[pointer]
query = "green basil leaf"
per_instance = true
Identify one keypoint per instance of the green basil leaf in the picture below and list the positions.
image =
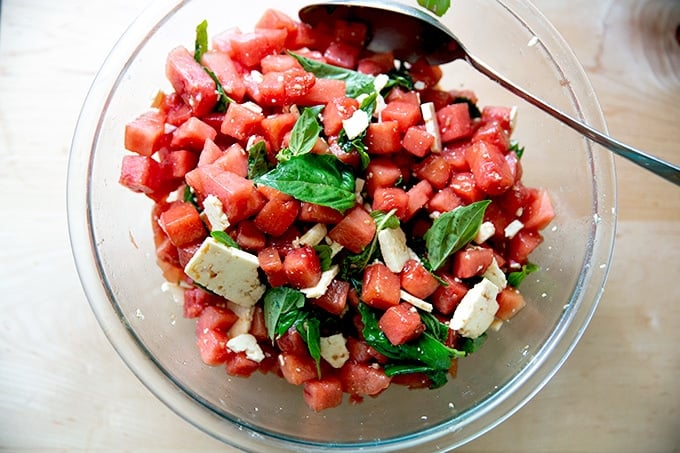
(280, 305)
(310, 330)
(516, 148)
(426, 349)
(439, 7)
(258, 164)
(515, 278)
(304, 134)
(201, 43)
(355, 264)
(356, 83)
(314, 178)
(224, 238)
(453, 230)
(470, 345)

◆ ◆ ◆ ◆ ◆ ◆ ◆

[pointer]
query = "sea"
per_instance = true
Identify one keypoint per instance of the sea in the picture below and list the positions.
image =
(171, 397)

◆ ◆ ◆ ◆ ◆ ◆ ◆

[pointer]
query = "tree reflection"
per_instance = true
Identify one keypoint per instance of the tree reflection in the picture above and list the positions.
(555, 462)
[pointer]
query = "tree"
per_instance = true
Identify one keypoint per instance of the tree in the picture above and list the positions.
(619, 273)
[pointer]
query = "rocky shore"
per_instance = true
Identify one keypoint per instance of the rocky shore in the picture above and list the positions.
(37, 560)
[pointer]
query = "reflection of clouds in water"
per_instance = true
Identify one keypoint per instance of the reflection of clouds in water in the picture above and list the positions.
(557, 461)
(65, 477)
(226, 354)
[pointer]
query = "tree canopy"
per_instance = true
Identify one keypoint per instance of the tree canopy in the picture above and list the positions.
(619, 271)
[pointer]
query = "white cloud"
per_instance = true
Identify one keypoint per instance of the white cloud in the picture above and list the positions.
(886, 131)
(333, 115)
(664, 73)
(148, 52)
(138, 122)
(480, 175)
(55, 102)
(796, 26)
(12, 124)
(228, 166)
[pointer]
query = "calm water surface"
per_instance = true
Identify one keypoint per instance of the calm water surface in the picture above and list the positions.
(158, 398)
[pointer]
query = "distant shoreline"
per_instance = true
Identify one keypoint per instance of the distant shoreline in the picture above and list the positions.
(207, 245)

◆ ◆ ◆ ◆ ◆ ◆ ◆

- _CONSIGNE DONNÉE_:
Affichez toutes les lignes du listing qui contiennent la chaîne « shoreline », en tenant compte de la casse.

- _SOLUTION RÉDIGÉE_:
query = "distant shoreline"
Identify one keypoint per instance of the distant shoreline in the picture above and list the positions.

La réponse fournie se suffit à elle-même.